• **Required work**
Find the line containing "like [364, 261].". Reproduce it and every line after it up to the end of the records, exactly as written.

• **Task material**
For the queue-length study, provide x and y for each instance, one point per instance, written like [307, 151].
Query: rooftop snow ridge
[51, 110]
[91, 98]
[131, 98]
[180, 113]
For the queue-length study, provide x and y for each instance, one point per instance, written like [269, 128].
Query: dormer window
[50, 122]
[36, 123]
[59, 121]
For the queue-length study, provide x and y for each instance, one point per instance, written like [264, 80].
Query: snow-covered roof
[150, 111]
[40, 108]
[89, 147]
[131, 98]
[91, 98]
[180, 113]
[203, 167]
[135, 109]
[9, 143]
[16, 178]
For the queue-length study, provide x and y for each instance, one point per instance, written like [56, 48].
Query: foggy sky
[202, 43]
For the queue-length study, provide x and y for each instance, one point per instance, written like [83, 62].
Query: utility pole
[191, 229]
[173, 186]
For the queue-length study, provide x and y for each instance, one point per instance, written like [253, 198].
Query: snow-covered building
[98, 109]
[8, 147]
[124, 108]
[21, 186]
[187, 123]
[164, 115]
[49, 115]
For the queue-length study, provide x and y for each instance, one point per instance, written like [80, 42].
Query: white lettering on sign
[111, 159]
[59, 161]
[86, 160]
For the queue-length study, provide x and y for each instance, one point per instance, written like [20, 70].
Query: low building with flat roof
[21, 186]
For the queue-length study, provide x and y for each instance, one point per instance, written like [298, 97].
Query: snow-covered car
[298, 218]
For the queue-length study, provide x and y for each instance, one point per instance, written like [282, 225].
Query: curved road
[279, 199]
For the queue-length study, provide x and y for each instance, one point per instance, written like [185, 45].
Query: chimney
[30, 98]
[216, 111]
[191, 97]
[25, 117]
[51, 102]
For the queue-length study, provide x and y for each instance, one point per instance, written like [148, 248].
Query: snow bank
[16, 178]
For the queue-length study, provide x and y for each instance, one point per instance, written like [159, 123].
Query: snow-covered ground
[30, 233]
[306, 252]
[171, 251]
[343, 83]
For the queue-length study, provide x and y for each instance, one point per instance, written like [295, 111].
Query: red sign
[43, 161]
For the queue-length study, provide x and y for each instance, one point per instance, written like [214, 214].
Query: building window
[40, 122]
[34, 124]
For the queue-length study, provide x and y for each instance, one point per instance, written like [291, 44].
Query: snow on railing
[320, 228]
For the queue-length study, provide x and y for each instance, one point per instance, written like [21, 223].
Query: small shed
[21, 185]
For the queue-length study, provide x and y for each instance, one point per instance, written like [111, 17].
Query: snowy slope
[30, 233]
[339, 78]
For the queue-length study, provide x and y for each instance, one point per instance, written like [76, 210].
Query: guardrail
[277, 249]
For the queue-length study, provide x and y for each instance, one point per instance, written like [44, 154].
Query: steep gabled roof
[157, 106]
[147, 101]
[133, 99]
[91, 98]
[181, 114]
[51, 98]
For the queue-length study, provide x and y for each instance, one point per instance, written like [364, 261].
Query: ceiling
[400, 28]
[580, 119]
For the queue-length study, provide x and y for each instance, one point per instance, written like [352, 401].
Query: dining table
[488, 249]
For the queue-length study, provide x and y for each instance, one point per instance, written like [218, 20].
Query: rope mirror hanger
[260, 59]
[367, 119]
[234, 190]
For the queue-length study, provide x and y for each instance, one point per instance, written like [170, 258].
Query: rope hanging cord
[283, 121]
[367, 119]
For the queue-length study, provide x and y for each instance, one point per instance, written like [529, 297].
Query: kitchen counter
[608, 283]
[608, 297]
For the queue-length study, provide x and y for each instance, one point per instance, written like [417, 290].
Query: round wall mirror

• **Completed task**
For the queue-length study, provide x and y for each instance, one point per instance, written like [364, 261].
Query: ceiling
[400, 28]
[580, 119]
For the queue-length study, provide x and y for each instance, one point per instance, written like [352, 401].
Query: dining table
[488, 249]
For the queue-length study, provide x and y for each instance, one point per instance, written like [218, 20].
Query: rope mirror hanger
[260, 59]
[367, 119]
[234, 190]
For the queue-length study, provide x and y for each instance, one point per instance, written like [170, 258].
Query: rope hanging cord
[283, 121]
[367, 119]
For the queue-length study, provide x and y for each instance, one point per instance, written like [529, 297].
Query: kitchen counter
[608, 283]
[608, 297]
For the queue-length study, provide x and y for each instance, one point per instance, written like [417, 290].
Query: round wall mirror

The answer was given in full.